Page

======

The purchase, briefly

We cover the apartment market in detail elsewhere, so only the headline here: Fuengirola is, on the figures we see, the best value-per-square-metre of any coastal town on this part of the coast with a Cercanías station. Published portal valuations through early 2026 put much of the town at roughly half central Marbella's per-square-metre level, and below Mijas Costa next door. That lower entry point is the foundation everything else builds on. For the full picture see our Fuengirola apartment market note.

The car you may not need

This is the part that surprises buyers. Fuengirola is the southern terminus of the Cercanías C1 line, which runs along the coast through Carvajal, Benalmádena and Torremolinos to Málaga airport and into the city centre. The airport is around 34 minutes by train, with services roughly every 20 minutes through the day; central Málaga is a little beyond. Add the eight-kilometre flat promenade, the dense local bus network and a town where shops, the old town, the market and the beach all sit within a short walk, and many residents simply do not own a car.

======

What this task involves
Please set down, word for word, the stretch of the Fuengirola text from "The car you" through "not own a car.".

======

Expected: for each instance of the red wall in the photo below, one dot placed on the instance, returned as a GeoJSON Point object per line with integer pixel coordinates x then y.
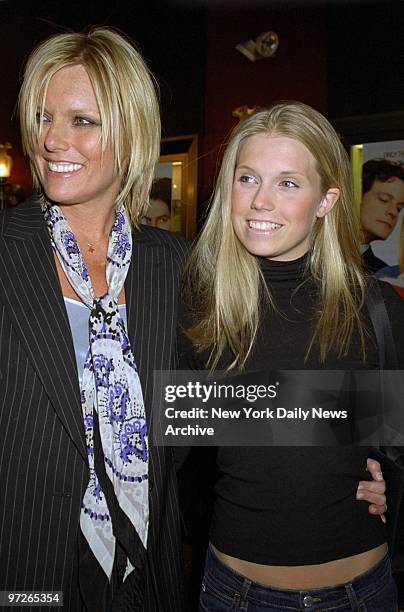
{"type": "Point", "coordinates": [297, 71]}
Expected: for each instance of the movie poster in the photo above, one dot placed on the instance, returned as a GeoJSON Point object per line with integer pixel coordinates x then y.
{"type": "Point", "coordinates": [380, 192]}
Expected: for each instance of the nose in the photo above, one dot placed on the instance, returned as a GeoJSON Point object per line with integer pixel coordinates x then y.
{"type": "Point", "coordinates": [262, 199]}
{"type": "Point", "coordinates": [392, 210]}
{"type": "Point", "coordinates": [56, 137]}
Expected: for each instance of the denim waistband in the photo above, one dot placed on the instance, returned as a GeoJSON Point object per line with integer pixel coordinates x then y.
{"type": "Point", "coordinates": [363, 585]}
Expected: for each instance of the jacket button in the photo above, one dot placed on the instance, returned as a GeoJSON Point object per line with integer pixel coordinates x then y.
{"type": "Point", "coordinates": [308, 601]}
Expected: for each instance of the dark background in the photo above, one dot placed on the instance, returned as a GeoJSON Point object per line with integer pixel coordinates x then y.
{"type": "Point", "coordinates": [345, 58]}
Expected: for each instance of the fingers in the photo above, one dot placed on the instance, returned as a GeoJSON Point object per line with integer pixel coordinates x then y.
{"type": "Point", "coordinates": [373, 497]}
{"type": "Point", "coordinates": [374, 469]}
{"type": "Point", "coordinates": [378, 510]}
{"type": "Point", "coordinates": [379, 488]}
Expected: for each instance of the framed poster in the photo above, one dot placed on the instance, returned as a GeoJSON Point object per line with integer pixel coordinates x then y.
{"type": "Point", "coordinates": [378, 169]}
{"type": "Point", "coordinates": [174, 191]}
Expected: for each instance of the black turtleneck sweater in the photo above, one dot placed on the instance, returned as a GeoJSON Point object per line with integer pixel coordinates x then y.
{"type": "Point", "coordinates": [295, 505]}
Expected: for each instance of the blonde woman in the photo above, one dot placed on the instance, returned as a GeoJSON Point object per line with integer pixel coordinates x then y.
{"type": "Point", "coordinates": [87, 311]}
{"type": "Point", "coordinates": [275, 281]}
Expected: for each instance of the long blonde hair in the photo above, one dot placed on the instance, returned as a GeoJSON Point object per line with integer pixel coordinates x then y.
{"type": "Point", "coordinates": [224, 282]}
{"type": "Point", "coordinates": [127, 100]}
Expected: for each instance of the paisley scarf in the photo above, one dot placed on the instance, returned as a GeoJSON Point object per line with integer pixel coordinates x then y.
{"type": "Point", "coordinates": [111, 387]}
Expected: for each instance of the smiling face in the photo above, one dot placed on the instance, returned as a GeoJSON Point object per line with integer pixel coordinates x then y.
{"type": "Point", "coordinates": [68, 155]}
{"type": "Point", "coordinates": [380, 208]}
{"type": "Point", "coordinates": [276, 197]}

======

The answer
The car you may not need

This is the part that surprises buyers. Fuengirola is the southern terminus of the Cercanías C1 line, which runs along the coast through Carvajal, Benalmádena and Torremolinos to Málaga airport and into the city centre. The airport is around 34 minutes by train, with services roughly every 20 minutes through the day; central Málaga is a little beyond. Add the eight-kilometre flat promenade, the dense local bus network and a town where shops, the old town, the market and the beach all sit within a short walk, and many residents simply do not own a car.